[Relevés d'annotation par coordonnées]

▶

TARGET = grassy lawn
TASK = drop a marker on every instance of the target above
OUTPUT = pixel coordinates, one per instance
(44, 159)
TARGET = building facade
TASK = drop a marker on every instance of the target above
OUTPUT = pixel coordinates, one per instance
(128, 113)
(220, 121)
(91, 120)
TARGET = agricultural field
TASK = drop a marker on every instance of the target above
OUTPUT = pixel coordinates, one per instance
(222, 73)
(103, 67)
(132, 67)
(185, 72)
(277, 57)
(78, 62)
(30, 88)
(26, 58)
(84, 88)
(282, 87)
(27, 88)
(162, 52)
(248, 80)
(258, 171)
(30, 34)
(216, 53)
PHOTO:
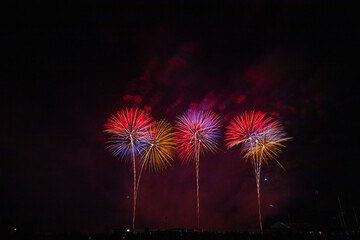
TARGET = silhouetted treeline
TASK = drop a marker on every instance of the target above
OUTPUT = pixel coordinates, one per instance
(178, 235)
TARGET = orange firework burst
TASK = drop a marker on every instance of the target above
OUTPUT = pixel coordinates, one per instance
(160, 146)
(261, 140)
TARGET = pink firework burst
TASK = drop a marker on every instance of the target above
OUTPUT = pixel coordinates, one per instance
(197, 132)
(244, 126)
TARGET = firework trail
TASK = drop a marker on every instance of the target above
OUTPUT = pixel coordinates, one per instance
(261, 140)
(159, 149)
(129, 135)
(197, 133)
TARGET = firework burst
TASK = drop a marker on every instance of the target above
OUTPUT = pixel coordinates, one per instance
(160, 147)
(129, 134)
(197, 133)
(261, 140)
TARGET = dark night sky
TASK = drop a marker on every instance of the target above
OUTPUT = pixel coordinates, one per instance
(68, 67)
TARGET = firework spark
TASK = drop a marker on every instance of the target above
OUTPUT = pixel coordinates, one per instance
(129, 133)
(261, 140)
(197, 133)
(160, 147)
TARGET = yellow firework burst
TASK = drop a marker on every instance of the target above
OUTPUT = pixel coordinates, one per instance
(161, 146)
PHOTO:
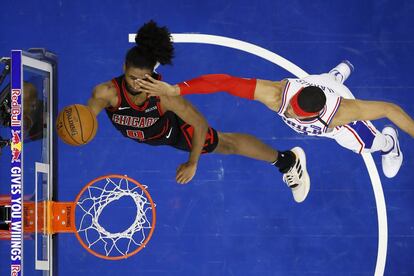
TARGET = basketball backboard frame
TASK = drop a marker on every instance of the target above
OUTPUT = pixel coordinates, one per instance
(43, 63)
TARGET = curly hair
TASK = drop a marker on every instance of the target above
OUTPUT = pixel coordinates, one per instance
(153, 45)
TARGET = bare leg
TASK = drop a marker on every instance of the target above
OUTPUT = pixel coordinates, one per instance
(245, 145)
(291, 163)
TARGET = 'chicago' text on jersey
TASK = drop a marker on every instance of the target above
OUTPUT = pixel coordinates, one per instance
(138, 122)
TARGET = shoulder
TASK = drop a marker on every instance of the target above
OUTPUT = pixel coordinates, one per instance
(105, 90)
(173, 103)
(270, 93)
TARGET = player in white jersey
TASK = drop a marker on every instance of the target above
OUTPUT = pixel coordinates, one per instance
(316, 105)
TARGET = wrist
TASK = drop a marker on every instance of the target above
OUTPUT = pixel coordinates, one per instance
(175, 90)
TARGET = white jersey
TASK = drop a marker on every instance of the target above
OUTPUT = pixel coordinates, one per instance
(315, 126)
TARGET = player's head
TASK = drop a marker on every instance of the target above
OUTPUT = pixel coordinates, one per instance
(307, 103)
(153, 46)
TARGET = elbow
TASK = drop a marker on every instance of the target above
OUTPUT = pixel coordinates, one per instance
(391, 109)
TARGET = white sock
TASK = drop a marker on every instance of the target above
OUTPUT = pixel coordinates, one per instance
(382, 143)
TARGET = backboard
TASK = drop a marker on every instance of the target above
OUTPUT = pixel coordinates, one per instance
(33, 174)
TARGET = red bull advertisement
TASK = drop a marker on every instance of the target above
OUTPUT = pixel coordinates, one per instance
(16, 144)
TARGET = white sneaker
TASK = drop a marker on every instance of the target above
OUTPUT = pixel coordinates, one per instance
(297, 178)
(342, 71)
(392, 160)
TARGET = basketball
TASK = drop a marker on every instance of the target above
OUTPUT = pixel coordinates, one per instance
(76, 125)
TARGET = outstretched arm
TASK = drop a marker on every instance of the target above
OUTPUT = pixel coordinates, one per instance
(359, 110)
(264, 91)
(102, 97)
(204, 84)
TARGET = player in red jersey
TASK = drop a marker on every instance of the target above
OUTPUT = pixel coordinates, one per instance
(313, 105)
(175, 122)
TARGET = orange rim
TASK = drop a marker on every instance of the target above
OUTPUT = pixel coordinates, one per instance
(152, 222)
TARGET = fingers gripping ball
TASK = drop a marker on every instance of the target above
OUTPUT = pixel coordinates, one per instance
(76, 125)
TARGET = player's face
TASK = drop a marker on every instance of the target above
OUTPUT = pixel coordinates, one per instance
(132, 75)
(289, 113)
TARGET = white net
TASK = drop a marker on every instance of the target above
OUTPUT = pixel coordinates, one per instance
(91, 205)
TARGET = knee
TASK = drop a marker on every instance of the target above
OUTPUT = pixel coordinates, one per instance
(227, 144)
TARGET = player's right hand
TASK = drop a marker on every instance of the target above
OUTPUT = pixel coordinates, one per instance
(158, 88)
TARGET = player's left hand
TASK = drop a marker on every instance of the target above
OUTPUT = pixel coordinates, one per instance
(186, 172)
(159, 88)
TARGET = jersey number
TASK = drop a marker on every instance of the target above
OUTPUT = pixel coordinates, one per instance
(135, 134)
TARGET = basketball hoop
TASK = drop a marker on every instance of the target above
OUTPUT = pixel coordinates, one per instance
(82, 217)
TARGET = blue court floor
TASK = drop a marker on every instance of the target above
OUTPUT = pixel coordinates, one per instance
(236, 217)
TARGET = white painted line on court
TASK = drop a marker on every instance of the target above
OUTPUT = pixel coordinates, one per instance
(297, 71)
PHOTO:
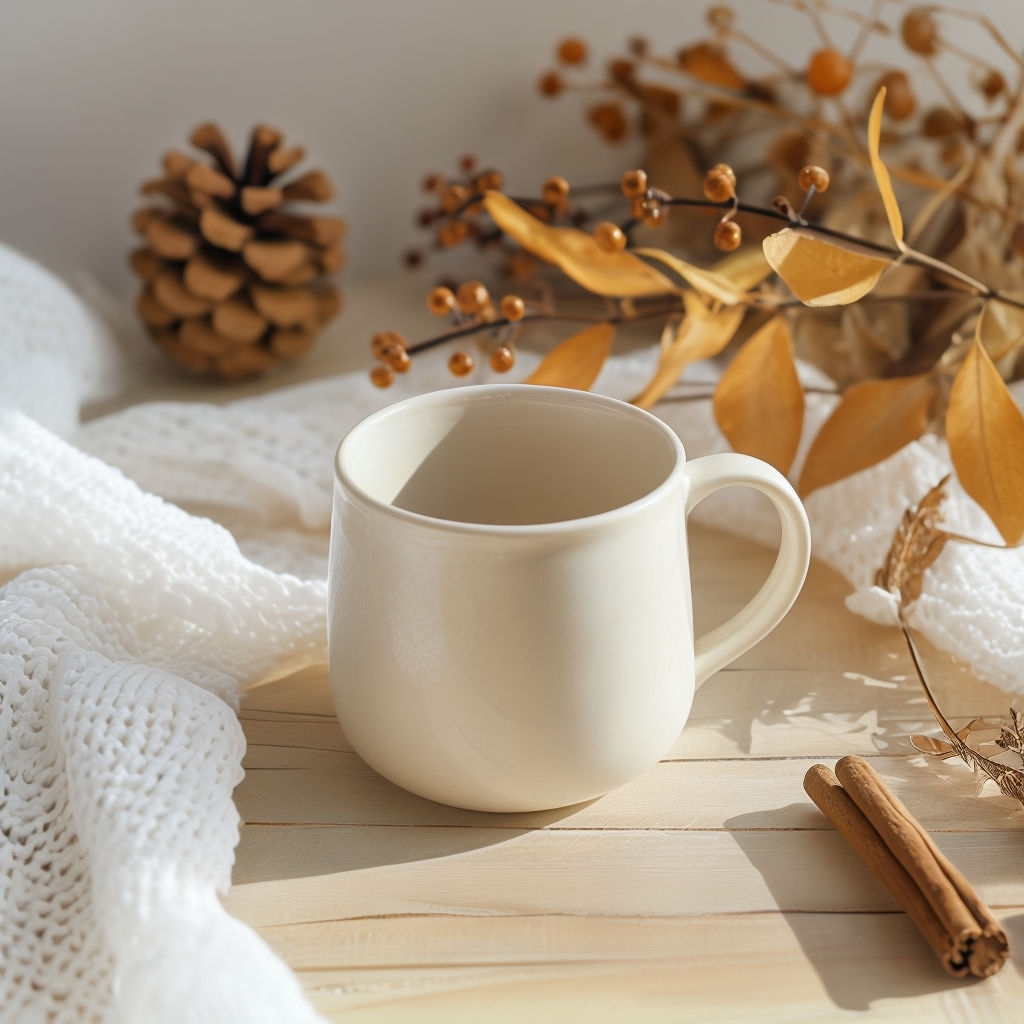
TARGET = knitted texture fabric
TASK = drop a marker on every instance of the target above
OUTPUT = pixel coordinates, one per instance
(158, 560)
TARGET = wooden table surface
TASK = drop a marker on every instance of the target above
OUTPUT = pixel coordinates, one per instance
(709, 889)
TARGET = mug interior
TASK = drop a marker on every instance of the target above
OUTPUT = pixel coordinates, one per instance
(508, 456)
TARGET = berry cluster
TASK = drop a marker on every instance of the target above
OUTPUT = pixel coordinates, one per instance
(471, 311)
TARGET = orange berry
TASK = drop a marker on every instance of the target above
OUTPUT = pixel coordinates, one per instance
(622, 71)
(720, 183)
(728, 236)
(634, 183)
(502, 359)
(461, 364)
(900, 98)
(440, 301)
(555, 190)
(828, 73)
(920, 32)
(551, 84)
(992, 84)
(814, 177)
(609, 237)
(384, 342)
(571, 51)
(513, 308)
(472, 297)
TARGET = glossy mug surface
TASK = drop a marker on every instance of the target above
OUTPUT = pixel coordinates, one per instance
(510, 616)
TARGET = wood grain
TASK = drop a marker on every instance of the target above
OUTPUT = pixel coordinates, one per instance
(709, 889)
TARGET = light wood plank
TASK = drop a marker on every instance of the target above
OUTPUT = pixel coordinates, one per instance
(327, 787)
(709, 889)
(379, 870)
(718, 968)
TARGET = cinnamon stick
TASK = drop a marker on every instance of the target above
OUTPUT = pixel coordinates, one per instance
(938, 899)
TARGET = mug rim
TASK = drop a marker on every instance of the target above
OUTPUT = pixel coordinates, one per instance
(470, 392)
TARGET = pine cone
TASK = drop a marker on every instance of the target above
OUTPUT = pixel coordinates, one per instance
(232, 283)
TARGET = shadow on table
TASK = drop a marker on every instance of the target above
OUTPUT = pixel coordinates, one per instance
(861, 956)
(359, 820)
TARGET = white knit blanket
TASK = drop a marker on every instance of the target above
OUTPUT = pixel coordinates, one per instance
(158, 561)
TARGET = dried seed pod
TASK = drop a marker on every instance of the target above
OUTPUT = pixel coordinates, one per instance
(828, 72)
(609, 237)
(920, 32)
(720, 183)
(728, 236)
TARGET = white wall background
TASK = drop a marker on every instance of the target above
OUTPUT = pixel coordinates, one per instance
(92, 92)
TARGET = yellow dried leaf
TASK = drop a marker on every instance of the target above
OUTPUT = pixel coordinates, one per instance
(759, 401)
(709, 62)
(985, 430)
(577, 254)
(699, 336)
(881, 171)
(1000, 328)
(578, 360)
(745, 267)
(821, 273)
(873, 420)
(715, 286)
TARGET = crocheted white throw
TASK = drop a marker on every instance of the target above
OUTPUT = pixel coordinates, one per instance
(130, 624)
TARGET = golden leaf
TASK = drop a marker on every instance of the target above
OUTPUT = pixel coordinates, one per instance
(872, 420)
(821, 273)
(708, 62)
(985, 430)
(577, 254)
(578, 360)
(759, 402)
(1000, 328)
(745, 267)
(881, 171)
(701, 335)
(715, 286)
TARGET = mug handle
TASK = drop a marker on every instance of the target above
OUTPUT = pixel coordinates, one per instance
(764, 611)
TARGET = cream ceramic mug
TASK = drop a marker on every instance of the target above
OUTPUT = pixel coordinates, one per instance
(510, 612)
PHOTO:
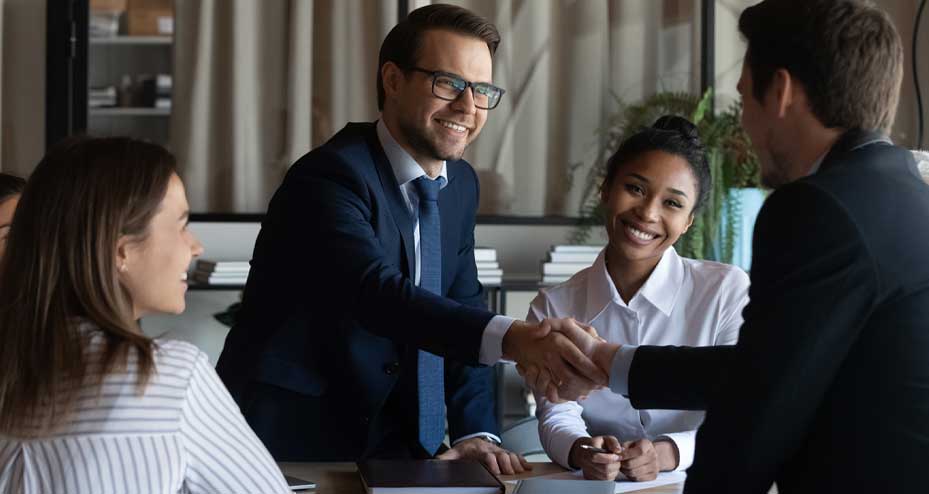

◀

CONSIGNE:
Mettez en liste JSON de chaînes, une chaîne par ligne et sans les lignes vides, le passage qui va de la ligne contenant "TARGET = mug handle" jusqu'à la fin des items, les deux bornes comprises. Laissez les images hors de la réponse.

RÉPONSE:
[
  "TARGET = mug handle",
  "TASK = drop a marker on every instance of the target above",
  "OUTPUT = pixel coordinates, one per instance",
  "(764, 611)",
  "TARGET = cream ceramic mug",
  "TASK = drop a marker on every instance of the target above",
  "OUTPUT = pixel coordinates, one per instance",
  "(510, 612)",
  "PHOTO:"
]